[SET OF TASKS]
[a] Transcribe the passage on Guantanamo interrogation policies from "The same day" up to and including "Tuesday's committee hearing.".
[b] Write the next part of the passage on Guantanamo interrogation policies, picking up after its final sentence.

[SELECTION]
But Fine's 437-page report last month on the Bush
administration's interrogation policies,
concluded that Rumsfeld and other top White House
officials ignored FBI concerns about the
treatment of detainees and signed off on the interrogations.
In October 2002, Fine said, FBI agents raised
concerns with Marion Bowman, the Justice
Department's deputy general counsel in charge of
national security, about the methods used during
interrogations at Guantanamo Bay. An FBI agent
stationed at Guantanamo then sent the agency an
analysis on November 27, 2002, calling into
question the legality of the interrogation
techniques, stating that the methods used
appeared to violate the U.S. Torture statute.
Bowman then alerted Jim Haynes, the DOD's general counsel.
The same day Bowman raised concerns with Haynes,
Haynes advised Rumsfeld to approve of "enhanced
interrogation" methods, according to Sen. Dianne
Feinstein, (D-Calif.), who chaired last Tuesday's committee hearing.
"According to Mr. Bowman, Haynes claimed he
didn't know anything about the coercive
interrogation techniques that were occurring at
Guantanamo, despite the fact that he recommended
on November 27, 2002, that Secretary Rumsfeld
formally approve the very techniques that were
being used at Guantanamo," Feinstein said.
On Nov. 23, 2002, four days before the FBI agent
alerted the DOJ about interrogation tactics he
witnessed, Rumsfeld verbally authorized
interrogators to used harsh methods during their
interrogation of Mohammed al-Qahtani, the
so-called 20th hijacker, who was being held at
Guantanamo. The Pentagon initially wanted the
death penalty for Al-Qahtani, but dropped
war-crimes charges against him last month.
Rumsfeld, Fine told the committee, ignored FBI
agents' warnings and on Dec. 2, 2002, signed an
action memorandum approving the use of "enhanced
techniques" against prisoners at Guantanamo,
concluding that the tactics stopped short of torture.
JAG's Opposed Methods
In January 2003, Rumsfeld asked Haynes to form a
"working group" to draft a report on legally
permissible interrogation techniques to use at
Guantanamo after the legal memo Beaver drafted in October 2002 was withdrawn.

[DATA]

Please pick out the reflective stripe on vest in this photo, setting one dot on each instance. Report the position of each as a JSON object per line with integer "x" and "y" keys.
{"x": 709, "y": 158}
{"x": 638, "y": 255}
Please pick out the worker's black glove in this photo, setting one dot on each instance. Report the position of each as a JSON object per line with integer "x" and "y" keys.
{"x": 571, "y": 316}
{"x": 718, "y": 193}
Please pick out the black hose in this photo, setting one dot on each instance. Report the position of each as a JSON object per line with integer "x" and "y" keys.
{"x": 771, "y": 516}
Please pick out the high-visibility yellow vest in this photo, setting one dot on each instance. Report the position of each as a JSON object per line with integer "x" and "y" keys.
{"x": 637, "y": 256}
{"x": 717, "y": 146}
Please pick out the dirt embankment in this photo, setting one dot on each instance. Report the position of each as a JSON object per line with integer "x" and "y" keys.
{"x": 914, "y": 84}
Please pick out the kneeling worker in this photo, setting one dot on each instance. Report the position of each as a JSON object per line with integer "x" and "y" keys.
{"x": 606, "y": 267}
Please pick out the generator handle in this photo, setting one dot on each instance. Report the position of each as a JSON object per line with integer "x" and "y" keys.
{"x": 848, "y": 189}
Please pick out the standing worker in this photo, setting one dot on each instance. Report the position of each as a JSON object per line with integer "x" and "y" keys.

[RESULTS]
[a]
The same day Bowman raised concerns with Haynes,
Haynes advised Rumsfeld to approve of "enhanced
interrogation" methods, according to Sen. Dianne
Feinstein, (D-Calif.), who chaired last Tuesday's committee hearing.

[b]
The members of the group included former
Undersecretary of Defense for Policy Douglas
Feith, officials from the Defense Intelligence
Agency, representatives of the Joint Chiefs of
Staff, and judge advocate generals (JAGs) from
all four branches of the military.
Early drafts of the report advocated intimidating
prisoners with dogs, removing prisoners'
clothing, shaving their beards, slapping
prisoners in the face and waterboarding.
Though some of the more extreme techniques were
dropped as the list was winnowed down to 24 from
35, the final set of methods still included
tactics for isolating and demeaning a detainee, known as "pride and ego down."
Stress positions were prohibited at Guantanamo
under DOD policy beginning in January 2003.
However, Fine testified that FBI agents'
"observations confirm that prolonged
short-shackling continued at Guantanamo for at
least a year after the revised DOD policy took effect."
"Short-shackling in which a detainee's hands were
shackled close to his feet to prevent him from
standing or sitting comfortably, was another of
the most frequently reported techniques observed
by FBI agents at Guantanamo. This technique was
sometimes used in conjunction with holding
detainees in rooms where the temperature was very
cold or very hot in order to break the detainees'
resolve," Fine testified last week.
The more extreme interrogation methods that made
it into the final draft of the report rankled
some of the JAGs, who feared the methods would
put U.S. soldiers in danger if they were captured
- and would tarnish the reputation and image of
the U.S. abroad. "Will the American people find
we have missed the forest for the trees by
condoning practices that, while technically
legal, are inconsistent with our most fundamental
values," wrote Rear Adm. Michael Lohr, a member
of the "working group," wrote in a February 2003
letter to the working group's chairwoman, Mary
Walker, the Air Force general counsel.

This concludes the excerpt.